Start Records shown

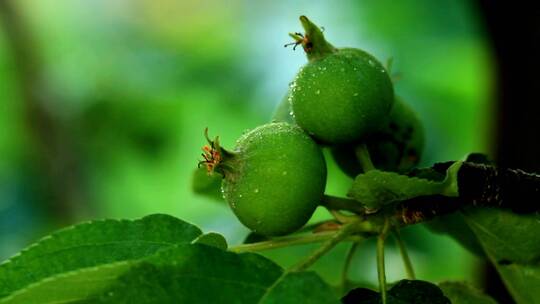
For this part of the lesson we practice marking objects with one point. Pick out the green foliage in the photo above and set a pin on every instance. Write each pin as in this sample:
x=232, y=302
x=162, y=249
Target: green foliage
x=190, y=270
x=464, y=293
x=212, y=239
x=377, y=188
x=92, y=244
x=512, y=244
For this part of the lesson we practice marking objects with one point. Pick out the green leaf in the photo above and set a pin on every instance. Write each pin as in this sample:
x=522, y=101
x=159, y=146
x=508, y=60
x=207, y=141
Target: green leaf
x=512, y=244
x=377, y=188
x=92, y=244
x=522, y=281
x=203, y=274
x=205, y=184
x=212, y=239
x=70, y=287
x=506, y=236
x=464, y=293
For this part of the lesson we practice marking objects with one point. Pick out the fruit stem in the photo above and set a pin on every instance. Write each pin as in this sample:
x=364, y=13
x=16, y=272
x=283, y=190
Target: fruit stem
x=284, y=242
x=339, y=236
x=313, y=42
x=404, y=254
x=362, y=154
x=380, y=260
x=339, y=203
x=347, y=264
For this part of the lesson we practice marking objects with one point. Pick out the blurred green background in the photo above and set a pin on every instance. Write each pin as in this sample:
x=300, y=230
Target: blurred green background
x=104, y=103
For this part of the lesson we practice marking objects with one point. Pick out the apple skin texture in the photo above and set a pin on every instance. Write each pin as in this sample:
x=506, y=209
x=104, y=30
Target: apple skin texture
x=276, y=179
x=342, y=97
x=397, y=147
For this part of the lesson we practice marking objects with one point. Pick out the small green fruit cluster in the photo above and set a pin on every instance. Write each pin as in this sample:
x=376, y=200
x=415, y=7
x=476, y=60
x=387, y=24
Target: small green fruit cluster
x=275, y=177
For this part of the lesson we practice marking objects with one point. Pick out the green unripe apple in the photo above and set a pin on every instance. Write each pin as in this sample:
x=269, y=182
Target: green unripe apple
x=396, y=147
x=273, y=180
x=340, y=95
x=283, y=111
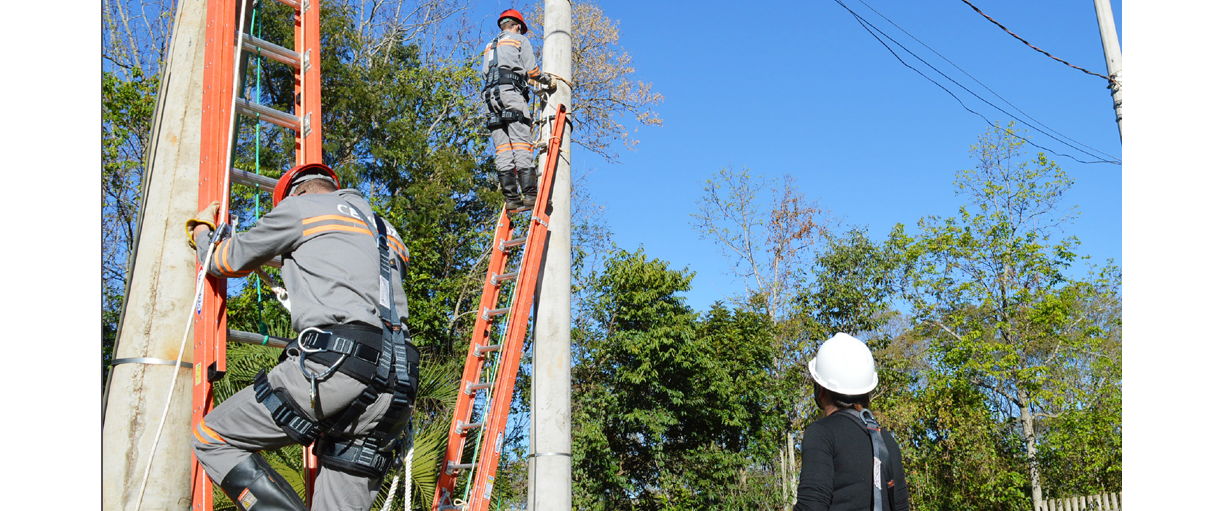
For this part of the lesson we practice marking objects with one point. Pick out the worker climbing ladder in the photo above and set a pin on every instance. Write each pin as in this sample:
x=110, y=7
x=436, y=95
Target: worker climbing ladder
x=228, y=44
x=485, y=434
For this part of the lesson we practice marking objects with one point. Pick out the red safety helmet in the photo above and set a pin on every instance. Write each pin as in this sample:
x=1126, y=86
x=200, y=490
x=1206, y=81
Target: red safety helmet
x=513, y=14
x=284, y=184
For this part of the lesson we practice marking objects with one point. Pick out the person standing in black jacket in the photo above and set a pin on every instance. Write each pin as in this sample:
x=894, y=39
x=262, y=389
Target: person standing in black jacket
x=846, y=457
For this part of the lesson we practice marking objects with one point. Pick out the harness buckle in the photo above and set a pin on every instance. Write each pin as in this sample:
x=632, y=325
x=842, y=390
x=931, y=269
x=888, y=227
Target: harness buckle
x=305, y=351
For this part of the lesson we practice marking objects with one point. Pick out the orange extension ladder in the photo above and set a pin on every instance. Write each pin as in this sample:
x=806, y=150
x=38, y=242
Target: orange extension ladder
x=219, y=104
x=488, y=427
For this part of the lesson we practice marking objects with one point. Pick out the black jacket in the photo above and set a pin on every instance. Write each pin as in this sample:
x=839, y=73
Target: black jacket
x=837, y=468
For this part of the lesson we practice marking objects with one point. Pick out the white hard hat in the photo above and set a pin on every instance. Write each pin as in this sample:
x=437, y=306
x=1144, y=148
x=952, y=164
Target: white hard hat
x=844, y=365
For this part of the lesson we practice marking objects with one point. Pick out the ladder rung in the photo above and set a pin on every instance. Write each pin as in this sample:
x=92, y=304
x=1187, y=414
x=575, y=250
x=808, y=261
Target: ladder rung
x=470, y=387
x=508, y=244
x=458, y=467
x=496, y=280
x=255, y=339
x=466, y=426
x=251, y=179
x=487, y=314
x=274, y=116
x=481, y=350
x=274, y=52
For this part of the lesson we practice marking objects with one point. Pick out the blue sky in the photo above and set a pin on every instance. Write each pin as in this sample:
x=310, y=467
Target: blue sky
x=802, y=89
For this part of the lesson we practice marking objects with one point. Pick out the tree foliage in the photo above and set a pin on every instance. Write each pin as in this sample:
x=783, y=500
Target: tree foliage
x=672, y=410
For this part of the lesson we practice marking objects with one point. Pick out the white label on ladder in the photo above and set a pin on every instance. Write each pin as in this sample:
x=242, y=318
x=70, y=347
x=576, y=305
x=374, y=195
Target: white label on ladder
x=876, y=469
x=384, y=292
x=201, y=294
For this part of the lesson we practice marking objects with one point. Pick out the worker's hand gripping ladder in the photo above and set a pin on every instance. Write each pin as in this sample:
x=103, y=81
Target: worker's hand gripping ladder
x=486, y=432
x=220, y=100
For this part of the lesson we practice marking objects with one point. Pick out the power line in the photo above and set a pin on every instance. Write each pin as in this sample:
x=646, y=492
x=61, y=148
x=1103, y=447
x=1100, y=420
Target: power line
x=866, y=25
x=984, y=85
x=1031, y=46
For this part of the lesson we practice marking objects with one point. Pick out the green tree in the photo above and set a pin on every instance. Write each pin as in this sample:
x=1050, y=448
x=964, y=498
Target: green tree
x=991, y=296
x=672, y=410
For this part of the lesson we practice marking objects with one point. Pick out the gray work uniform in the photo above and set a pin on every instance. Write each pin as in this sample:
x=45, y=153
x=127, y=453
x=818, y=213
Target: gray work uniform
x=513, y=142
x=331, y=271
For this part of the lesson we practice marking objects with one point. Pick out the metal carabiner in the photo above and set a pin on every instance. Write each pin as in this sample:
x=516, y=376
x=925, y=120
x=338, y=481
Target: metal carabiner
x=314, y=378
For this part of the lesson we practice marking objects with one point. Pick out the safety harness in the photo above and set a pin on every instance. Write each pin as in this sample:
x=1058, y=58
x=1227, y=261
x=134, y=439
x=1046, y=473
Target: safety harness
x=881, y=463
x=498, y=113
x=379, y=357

End Records shown
Start Records shown

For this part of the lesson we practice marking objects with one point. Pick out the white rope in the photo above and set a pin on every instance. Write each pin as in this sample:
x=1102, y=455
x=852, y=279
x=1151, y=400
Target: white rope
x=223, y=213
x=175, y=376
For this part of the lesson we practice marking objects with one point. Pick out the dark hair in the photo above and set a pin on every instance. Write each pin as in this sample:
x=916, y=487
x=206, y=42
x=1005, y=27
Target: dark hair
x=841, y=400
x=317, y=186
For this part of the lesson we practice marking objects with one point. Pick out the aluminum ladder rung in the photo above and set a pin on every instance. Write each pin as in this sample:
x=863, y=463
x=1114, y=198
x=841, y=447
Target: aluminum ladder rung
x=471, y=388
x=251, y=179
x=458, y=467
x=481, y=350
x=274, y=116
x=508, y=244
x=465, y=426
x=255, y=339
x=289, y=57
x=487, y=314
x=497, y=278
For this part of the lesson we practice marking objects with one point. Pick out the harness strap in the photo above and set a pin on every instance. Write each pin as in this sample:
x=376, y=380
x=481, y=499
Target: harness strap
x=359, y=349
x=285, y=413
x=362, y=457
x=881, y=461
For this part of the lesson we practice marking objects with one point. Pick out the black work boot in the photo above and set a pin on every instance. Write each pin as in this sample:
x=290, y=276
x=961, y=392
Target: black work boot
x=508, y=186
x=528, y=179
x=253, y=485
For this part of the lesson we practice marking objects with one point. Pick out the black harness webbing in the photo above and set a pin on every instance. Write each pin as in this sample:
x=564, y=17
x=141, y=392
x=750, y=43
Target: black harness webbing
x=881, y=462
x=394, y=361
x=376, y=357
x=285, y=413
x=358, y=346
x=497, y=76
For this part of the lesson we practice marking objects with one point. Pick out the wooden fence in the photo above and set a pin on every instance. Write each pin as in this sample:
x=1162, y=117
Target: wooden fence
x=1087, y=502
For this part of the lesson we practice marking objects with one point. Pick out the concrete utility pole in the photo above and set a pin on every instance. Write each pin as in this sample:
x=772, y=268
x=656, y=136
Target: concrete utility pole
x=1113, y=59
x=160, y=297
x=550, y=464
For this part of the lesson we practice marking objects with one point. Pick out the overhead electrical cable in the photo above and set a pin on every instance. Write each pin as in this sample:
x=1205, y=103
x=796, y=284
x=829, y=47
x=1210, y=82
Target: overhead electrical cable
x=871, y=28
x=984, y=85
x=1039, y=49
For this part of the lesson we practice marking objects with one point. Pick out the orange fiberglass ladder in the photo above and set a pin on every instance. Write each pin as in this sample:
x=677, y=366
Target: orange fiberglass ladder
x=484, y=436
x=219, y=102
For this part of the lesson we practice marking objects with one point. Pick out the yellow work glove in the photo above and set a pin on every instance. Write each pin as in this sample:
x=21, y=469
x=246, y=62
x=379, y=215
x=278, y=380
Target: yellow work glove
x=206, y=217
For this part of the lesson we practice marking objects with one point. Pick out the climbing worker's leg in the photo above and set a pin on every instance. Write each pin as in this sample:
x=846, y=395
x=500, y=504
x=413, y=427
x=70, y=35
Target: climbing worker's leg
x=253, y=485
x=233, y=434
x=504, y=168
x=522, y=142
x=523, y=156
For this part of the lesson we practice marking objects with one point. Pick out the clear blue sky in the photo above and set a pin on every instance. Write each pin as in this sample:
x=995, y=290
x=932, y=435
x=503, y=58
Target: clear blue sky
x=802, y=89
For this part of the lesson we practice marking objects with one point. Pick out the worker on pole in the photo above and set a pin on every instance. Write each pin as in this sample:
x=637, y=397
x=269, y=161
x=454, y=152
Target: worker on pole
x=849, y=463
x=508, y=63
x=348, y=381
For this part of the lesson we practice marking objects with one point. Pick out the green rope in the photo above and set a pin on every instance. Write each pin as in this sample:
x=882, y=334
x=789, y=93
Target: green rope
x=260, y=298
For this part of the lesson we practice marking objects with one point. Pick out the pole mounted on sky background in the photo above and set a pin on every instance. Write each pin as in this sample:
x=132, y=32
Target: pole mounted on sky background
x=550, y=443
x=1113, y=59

End Records shown

» Stated goal:
Copy out, word for word, the lines in the data above from the line with "the white rope" up to and including the line with "Target: white rope".

» Worked solution:
For this part of the lesson we practice marking objects with one point. Pick out the white rope in the photo above and set a pin on every instance. Write each pin as in this sample:
x=1102, y=455
x=852, y=279
x=1151, y=400
Target: white rope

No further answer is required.